§ What is needed:
Repeat all of the data exactly. Leave nothing out.

(Natural-language object grounding data)

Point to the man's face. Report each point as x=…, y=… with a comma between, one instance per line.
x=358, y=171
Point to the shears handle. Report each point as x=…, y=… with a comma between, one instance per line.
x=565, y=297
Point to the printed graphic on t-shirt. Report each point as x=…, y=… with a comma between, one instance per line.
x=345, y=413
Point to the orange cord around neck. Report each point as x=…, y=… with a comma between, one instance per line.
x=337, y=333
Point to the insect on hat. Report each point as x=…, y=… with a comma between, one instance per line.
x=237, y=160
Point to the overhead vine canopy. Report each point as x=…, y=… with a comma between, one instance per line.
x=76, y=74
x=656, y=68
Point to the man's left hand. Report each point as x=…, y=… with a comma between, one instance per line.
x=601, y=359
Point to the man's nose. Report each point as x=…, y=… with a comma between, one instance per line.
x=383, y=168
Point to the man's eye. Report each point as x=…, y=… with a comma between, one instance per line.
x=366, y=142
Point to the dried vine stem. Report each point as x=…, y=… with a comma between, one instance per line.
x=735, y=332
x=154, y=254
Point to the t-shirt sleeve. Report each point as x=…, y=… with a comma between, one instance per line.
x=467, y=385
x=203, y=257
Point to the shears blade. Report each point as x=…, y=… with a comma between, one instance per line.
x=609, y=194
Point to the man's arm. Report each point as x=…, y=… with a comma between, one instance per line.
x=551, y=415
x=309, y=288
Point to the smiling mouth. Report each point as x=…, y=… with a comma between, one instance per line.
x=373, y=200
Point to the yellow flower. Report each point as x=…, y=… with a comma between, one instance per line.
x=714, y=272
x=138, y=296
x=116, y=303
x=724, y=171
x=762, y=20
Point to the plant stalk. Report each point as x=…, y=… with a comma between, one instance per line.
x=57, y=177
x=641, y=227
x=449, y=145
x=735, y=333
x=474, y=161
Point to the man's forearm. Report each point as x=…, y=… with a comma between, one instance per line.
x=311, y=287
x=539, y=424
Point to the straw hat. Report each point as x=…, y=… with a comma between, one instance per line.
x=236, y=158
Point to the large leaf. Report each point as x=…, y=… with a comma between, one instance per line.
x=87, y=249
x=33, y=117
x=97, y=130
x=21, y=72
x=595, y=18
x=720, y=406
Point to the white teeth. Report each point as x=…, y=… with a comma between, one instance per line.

§ Response to the exercise:
Point to the man's face. Report each point as x=…, y=… with a comma between, one instance per line.
x=358, y=171
Point to the shears handle. Report each point as x=…, y=… with a comma between, one instance per line.
x=565, y=297
Point to the printed graphic on t-shirt. Report each point as x=…, y=… with a comma between, one instance per line.
x=345, y=413
Point to the orange cord around neck. Report each point as x=…, y=… with a comma between, one instance per line.
x=337, y=333
Point to the insect on hat. Report each point as x=…, y=… with a comma between, one instance per line.
x=237, y=160
Point to the overhead vine canopy. Report each point as x=…, y=… with a comma between, one instance per line.
x=76, y=74
x=656, y=68
Point to the man's left hand. Report each point as x=…, y=… with a comma between, one instance per line.
x=601, y=359
Point to the man's nose. Report each point as x=…, y=… with a comma between, one instance per line.
x=383, y=168
Point to the man's eye. Report each point as x=…, y=… with a comma between, one instance per line.
x=366, y=142
Point to the dried vine stem. Report each point as x=…, y=… with a comma between, one instance per line.
x=735, y=332
x=154, y=254
Point to the t-shirt sleeve. Report each point as x=…, y=… with a comma between, one instance per line.
x=467, y=385
x=203, y=257
Point to the shears blade. Report each point as x=…, y=… with a comma between, one instance per line.
x=609, y=194
Point to the man's arm. Report each point as x=…, y=… with a comma between, one instance per line.
x=551, y=415
x=309, y=288
Point to the smiling mouth. Report each point as x=…, y=… with a comma between, one instance per line.
x=373, y=200
Point to the yellow flower. Report each point as x=…, y=… with a comma between, one instance per line.
x=714, y=272
x=138, y=296
x=116, y=303
x=724, y=171
x=762, y=20
Point to the plant stalk. Report each point as x=…, y=… with a comma between, one instance per line.
x=57, y=177
x=641, y=227
x=449, y=145
x=735, y=333
x=474, y=161
Point to the man's forearm. Report each point as x=…, y=… with a comma between, one instance per line.
x=311, y=287
x=539, y=424
Point to the straw hat. Report each point as x=…, y=… with a comma between, one instance per line.
x=236, y=158
Point to the large leaf. Report each point as x=…, y=… with a comma between, one instance per line.
x=87, y=249
x=33, y=117
x=97, y=130
x=21, y=72
x=595, y=18
x=720, y=406
Point to the white teeth. Report each point as x=…, y=… with a comma between, one instance per line.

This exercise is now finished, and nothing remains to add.